Activity:
Which lines below mention "helmet"? Pick each one out.

Available data:
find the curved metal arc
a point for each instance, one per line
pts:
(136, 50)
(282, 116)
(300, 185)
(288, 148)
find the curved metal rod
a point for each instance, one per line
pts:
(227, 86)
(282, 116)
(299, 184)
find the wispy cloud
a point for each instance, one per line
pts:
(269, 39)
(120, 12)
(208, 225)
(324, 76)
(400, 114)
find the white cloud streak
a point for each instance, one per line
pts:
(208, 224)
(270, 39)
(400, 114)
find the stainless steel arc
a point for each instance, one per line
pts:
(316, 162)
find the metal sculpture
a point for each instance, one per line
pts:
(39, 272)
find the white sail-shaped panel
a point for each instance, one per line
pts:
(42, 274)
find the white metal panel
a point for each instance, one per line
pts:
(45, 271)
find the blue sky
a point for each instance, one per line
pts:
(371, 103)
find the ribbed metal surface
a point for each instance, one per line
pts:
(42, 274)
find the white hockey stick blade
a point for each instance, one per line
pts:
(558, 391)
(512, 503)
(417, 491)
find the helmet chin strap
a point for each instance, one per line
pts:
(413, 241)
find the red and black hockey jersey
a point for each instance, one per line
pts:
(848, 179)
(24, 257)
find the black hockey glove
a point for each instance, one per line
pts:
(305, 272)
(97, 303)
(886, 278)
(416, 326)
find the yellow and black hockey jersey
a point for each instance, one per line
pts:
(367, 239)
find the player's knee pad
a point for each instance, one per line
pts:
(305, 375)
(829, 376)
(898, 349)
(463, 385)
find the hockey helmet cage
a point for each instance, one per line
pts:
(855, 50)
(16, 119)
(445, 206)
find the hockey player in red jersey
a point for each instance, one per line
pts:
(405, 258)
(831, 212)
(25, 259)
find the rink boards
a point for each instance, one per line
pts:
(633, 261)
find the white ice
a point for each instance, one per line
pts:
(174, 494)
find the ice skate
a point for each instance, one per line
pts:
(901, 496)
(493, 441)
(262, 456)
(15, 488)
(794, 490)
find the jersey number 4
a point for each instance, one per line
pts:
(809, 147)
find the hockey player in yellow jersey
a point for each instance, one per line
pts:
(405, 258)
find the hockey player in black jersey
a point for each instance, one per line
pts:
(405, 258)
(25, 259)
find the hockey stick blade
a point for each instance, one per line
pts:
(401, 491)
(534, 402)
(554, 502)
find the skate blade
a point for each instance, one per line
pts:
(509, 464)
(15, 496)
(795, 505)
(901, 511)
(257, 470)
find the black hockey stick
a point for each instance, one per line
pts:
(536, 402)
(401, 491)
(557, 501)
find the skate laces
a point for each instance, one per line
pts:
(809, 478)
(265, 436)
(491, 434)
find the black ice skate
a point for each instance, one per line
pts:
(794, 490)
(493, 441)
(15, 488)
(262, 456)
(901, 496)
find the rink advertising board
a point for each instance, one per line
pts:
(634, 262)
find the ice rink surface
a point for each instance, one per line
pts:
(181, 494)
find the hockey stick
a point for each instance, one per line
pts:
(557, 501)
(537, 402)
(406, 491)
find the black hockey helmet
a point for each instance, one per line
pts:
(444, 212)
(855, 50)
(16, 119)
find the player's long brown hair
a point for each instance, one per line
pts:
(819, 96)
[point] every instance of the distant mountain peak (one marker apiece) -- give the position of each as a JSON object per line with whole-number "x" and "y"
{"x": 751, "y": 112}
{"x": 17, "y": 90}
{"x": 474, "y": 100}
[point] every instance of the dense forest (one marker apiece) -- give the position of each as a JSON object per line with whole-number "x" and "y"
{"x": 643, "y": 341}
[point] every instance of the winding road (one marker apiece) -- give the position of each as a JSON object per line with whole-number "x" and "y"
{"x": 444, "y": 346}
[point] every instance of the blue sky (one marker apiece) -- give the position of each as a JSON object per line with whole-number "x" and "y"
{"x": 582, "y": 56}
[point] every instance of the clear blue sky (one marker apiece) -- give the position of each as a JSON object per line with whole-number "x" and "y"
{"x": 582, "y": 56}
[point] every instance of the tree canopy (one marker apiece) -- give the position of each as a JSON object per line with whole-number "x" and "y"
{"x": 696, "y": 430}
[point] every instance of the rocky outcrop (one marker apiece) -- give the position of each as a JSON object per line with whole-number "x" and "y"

Answer to this exercise:
find the helmet chin strap
find the hockey helmet cage
find the black hockey helmet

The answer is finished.